TAMPA, Fla. — Americans have long been enamored of the open road. There was John Steinbeck circling the country in Travels With Charley. Buz and Tod tooling west on Route 66. Clark Griswold loading up the family for a National Lampoon’s Vacation.
Today, though, motorists are increasingly traveling in style.
In recent years, sales of luxury recreational vehicles, better known as RVs, have soared. Why stay in a tent or hotel room when you can bring all the amenities of home when you go? French door refrigerators, granite countertops, flat-screen TVs, even king-size beds — all that and more can be found just behind the driver’s seat.
“It’s pretty much a home on wheels,” said Frank X. Konigseder, vice president of Liberty Coach.
Based in Illinois, 50-year-old Liberty is at the top of the market with prices ranging from $2.4 million to $2.7 million. Owners of the company’s customized RVs include NASCAR racer Kyle Busch and his longtime sponsor, the Mars family of M&M’s and Milky Way fame.
Typical buyers, though, are NASCAR fans who like to travel the circuit. “They’re business owners, or maybe auto dealers or contractors,” Konigseder said. Because of the time and cost involved with customizing a coach, “this is a relationship-based business, no questions about it,” he said. “We are tied to them for many, many years, they become good friends. We have second-generation (customers).”

_Source data:_

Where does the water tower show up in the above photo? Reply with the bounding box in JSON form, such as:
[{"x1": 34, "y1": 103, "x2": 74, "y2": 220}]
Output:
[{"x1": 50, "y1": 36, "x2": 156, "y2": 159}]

_Required work:_
A – In the article on luxury RVs, why does Konigseder call Liberty Coach's work "a relationship-based business"? Answer in one to three sentences.
B – Pick up the article on luxury RVs after its final sentence and continue it.

_Task-by-task answers:_
A – He calls it relationship-based because of the time and cost involved in customizing a coach. As a result, the company stays tied to its customers for many years, they become good friends, and some customers are now second-generation.

B –
Liberty, whose sales offices are in Stuart, builds its coaches on tour bus chassis that come from the Canadian maker with not much more than a driver’s seat and slides — the sections that slide out from the main frame and can expand the RV’s width, when parked, from 8 1/2 feet to about 13 feet. Following the buyer’s specifications, Liberty takes eight months or so to customize a vehicle. It generally turns out 15 a year.
When finished, a coach has approximately 480 square feet of living space and gets 7 to 8 miles per gallon. Konigseder said that’s 20% better mileage than in the past, thanks to the more environmentally friendly technology and materials the company now uses.
Opulent RVs don’t all run into seven figures. Newmar Corp., whose parent company is Winnebago, lists its 2022 Ventana model with a base price of $383,960. Among the features: a hide-a-bed sofa; a dual-sink vanity; and a work desk with chair, overhead cabinet and large window providing natural light.
Options include heated floor tile and theater-style seats.
Another maker of high-end RVs is Alabama-based Tiffin Motorhomes, which like Liberty is celebrating its 50th year in business. Tiffin is unique in that its builds its own chassis for its two top models, the Allegro, which ranges from $500,000 to $600,000, and the Zephyr, which runs around $750,000.
“We don’t necessarily build a custom floor plan but clients have a wide variety for decor and options,” said Andy Baer, Tiffin’s general manager. Among the most popular options: wine coolers, heated floors and built-in espresso and cappuccino machines. Many clients also ask for dog beds and somewhere to stash a kitty litter box.
TVs are standard and can be as large as 55 inches. “If it gets much bigger,” Baer said, “you have an issue of being far enough away” to comfortably watch it.
Tiffin sells to sports figures, but Baer said its main customers are auto dealers, entrepreneurs, professionals and, somewhat surprisingly, “a lot of pilots,” who like to travel that way when not in the air. For about a fourth of buyers, the high-end coach is their main residence. Many work from the motor home thanks to 5G systems “that allow you to have your own hot spot with an antenna on the roof,” Baer said.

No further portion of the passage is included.